(Page extract Opens)
Though originally built next to the shoreline, there is now a long walk to the sea from the Ocean Center Building, due to various geological and engineering changes. When the Long Beach Harbor and breakwater were developed, and the Los Angeles River straightened and levied by the United States Army Corps of Engineers, the Pacific Ocean no longer swept away the alluvial granite sand, and the deposits of sandy beach gradually became wider. By the 1950s, the sand of the beach had grown so wide that the space between the shoreline and the Ocean Center Building was paved as a parking lot, and is now Seaside Way. As coastal landfill continued, Shoreline Drive and Shoreline Village were built upon the fill.

The building frontage was originally a boardwalk placed onto the sand to facilitate easier access from Pine St. and the shore end of the Long Beach Pier to the bathhouse (1902), later named The Plunge. The low-tech boardwalk was originally known as The Pike, which later came to refer to the larger entertainment zone of rides, snack stands and midway games. The area has been featured in thousands of tourist photographs, and several television shows and films, such as It's a Mad, Mad, Mad, Mad World. The boardwalk was paved in concrete and illuminated by strings of lights hung across it from the roofs of its shops and games, and later renamed the 'Walk of 1000 lights'.

The building is currently being converted from office space into residential units. In 2017, the office building was purchased by Long Beach based Pacific6 with plans for conversion to residential units. The project was started in 2019, and when finished will have approximately 80 units. The ground floor along Ocean Boulevard and Pine Avenue will house restaurants and boutiques.
(Page extract Closes)
(Data shown Opens)
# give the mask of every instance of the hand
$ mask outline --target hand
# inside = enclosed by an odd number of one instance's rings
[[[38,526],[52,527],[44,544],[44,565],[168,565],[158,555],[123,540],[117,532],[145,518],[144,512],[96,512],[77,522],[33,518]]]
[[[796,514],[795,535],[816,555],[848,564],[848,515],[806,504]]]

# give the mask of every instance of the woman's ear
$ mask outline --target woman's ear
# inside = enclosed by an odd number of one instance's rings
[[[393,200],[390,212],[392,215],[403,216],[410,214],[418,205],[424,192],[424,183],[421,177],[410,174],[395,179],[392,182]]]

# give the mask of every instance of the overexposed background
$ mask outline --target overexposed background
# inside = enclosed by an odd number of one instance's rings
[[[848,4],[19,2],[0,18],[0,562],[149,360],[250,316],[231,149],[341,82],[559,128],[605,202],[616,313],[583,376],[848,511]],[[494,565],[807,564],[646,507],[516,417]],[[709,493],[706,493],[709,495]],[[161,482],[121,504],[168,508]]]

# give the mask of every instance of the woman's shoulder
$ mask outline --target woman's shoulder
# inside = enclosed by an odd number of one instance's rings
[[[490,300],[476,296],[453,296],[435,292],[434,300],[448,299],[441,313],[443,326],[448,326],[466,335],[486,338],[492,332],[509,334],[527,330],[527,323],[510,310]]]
(Data shown Closes)
# Task goal
Return the part of the Ocean Center Building text starting with "Though originally built" and going on through "upon the fill.", copied word for word. The lines are separate material and have no connection to the Ocean Center Building text.

# Task response
Though originally built next to the shoreline, there is now a long walk to the sea from the Ocean Center Building, due to various geological and engineering changes. When the Long Beach Harbor and breakwater were developed, and the Los Angeles River straightened and levied by the United States Army Corps of Engineers, the Pacific Ocean no longer swept away the alluvial granite sand, and the deposits of sandy beach gradually became wider. By the 1950s, the sand of the beach had grown so wide that the space between the shoreline and the Ocean Center Building was paved as a parking lot, and is now Seaside Way. As coastal landfill continued, Shoreline Drive and Shoreline Village were built upon the fill.